# Task to complete:
Rewrite the records from the line containing "tag the rocky" through the end of the records, both ends included, keeping every line as it stands except that each coordinate in the answers is raised by 65.

Pointing and labeling records:
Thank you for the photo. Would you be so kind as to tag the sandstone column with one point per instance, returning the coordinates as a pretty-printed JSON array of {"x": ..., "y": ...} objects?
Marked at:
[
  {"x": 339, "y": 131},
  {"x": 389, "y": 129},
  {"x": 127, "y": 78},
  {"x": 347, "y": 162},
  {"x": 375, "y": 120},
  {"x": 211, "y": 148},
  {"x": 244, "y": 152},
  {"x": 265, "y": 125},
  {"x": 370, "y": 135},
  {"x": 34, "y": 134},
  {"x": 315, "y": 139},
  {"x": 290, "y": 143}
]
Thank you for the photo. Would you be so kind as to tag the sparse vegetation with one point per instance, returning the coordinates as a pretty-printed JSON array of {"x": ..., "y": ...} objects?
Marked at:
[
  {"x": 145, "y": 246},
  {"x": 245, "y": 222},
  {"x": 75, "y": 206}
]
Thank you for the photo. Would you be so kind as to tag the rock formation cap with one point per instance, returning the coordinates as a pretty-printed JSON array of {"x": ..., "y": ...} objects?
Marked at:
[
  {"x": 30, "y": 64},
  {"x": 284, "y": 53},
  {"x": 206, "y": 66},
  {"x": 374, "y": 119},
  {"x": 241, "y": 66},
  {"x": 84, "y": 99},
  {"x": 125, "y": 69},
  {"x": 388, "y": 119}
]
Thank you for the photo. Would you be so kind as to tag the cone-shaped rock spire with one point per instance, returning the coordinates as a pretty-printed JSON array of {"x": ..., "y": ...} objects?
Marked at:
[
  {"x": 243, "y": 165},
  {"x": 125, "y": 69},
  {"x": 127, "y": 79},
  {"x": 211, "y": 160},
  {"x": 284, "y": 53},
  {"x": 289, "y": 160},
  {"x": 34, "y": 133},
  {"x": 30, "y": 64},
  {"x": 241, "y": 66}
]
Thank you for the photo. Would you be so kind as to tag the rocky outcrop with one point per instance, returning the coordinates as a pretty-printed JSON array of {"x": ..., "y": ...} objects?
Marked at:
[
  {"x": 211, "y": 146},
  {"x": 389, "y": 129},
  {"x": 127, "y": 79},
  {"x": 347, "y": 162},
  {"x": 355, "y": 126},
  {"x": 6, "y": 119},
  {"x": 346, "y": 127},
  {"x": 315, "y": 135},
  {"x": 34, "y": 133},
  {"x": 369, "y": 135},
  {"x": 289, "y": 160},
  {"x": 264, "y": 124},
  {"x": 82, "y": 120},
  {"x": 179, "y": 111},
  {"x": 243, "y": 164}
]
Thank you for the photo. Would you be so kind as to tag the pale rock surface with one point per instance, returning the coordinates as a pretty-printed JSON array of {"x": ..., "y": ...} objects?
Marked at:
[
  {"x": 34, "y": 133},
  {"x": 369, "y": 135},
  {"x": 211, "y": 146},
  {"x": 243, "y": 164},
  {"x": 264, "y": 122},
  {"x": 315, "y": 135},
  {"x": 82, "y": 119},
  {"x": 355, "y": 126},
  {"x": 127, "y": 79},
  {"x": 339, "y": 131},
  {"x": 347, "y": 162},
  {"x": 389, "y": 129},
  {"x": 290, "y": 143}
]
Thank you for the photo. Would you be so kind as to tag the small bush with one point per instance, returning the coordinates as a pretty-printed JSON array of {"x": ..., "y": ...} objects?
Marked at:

# Output for this exercise:
Thank you for the photo. Would you be so kind as to tag the rocky outcrop with one point per instance, returning the coordinates as a pretty-printed JSON array of {"x": ..., "y": ...} objects?
Marked at:
[
  {"x": 276, "y": 211},
  {"x": 454, "y": 194},
  {"x": 192, "y": 144},
  {"x": 412, "y": 227},
  {"x": 420, "y": 191},
  {"x": 71, "y": 184},
  {"x": 411, "y": 192},
  {"x": 380, "y": 200},
  {"x": 99, "y": 198},
  {"x": 434, "y": 200},
  {"x": 354, "y": 225},
  {"x": 329, "y": 189},
  {"x": 147, "y": 185},
  {"x": 244, "y": 176},
  {"x": 308, "y": 229}
]
Thank you for the photo. Would you be so kind as to tag the pale rock surface with one point per instance, returning the coordinates as a pretty-printed JSON array of {"x": ..., "y": ...} objects?
Marked at:
[
  {"x": 99, "y": 198},
  {"x": 434, "y": 200},
  {"x": 276, "y": 211},
  {"x": 308, "y": 229},
  {"x": 329, "y": 187},
  {"x": 380, "y": 200},
  {"x": 147, "y": 184},
  {"x": 420, "y": 191},
  {"x": 192, "y": 144},
  {"x": 404, "y": 196},
  {"x": 412, "y": 227},
  {"x": 454, "y": 194},
  {"x": 355, "y": 208}
]
Thank you for the photo. Would you be so kind as to tag the small bush with one point per instance, returning the coordinates as a pretty-printed JSON array of {"x": ..., "y": ...} objects?
Marked at:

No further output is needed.